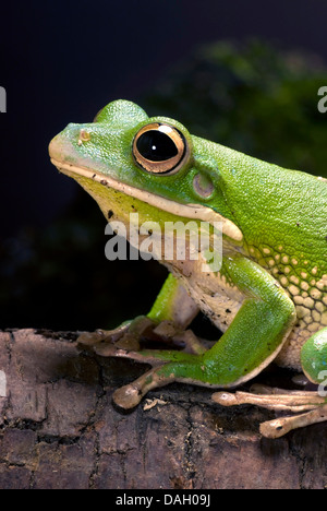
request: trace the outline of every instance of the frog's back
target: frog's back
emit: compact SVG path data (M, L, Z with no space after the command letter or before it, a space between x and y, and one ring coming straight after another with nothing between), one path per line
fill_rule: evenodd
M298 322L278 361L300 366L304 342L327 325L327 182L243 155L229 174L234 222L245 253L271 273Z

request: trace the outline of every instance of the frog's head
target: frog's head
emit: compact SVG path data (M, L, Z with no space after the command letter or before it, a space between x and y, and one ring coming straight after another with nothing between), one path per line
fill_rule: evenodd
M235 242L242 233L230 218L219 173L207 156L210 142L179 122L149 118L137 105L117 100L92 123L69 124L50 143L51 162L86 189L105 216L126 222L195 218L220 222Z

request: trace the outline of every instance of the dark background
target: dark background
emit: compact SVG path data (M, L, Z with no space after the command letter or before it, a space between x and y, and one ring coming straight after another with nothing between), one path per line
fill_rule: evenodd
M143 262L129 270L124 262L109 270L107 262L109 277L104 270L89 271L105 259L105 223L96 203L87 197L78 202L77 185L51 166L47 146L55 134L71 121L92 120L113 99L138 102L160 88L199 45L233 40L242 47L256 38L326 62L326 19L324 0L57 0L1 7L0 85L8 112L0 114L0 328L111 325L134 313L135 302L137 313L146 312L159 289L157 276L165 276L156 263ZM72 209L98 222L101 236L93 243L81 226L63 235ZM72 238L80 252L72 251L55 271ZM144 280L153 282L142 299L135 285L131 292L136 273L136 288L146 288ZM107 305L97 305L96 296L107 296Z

----------

### What you should do:
Reproduce the material from its beginning through the line containing "M298 322L278 361L300", including both ends, and leave the pictures out.

### Solution to the exercise:
request: trace the outline of every instance of the frog's back
target: frog's back
emit: compact SVG path data (M, L, Z with no space after the command letter or before it, a space between x and y, and one ring coming straight after another with nothing between), one path per line
fill_rule: evenodd
M298 322L278 361L300 366L304 342L327 325L327 182L243 155L229 174L234 222L245 253L271 273Z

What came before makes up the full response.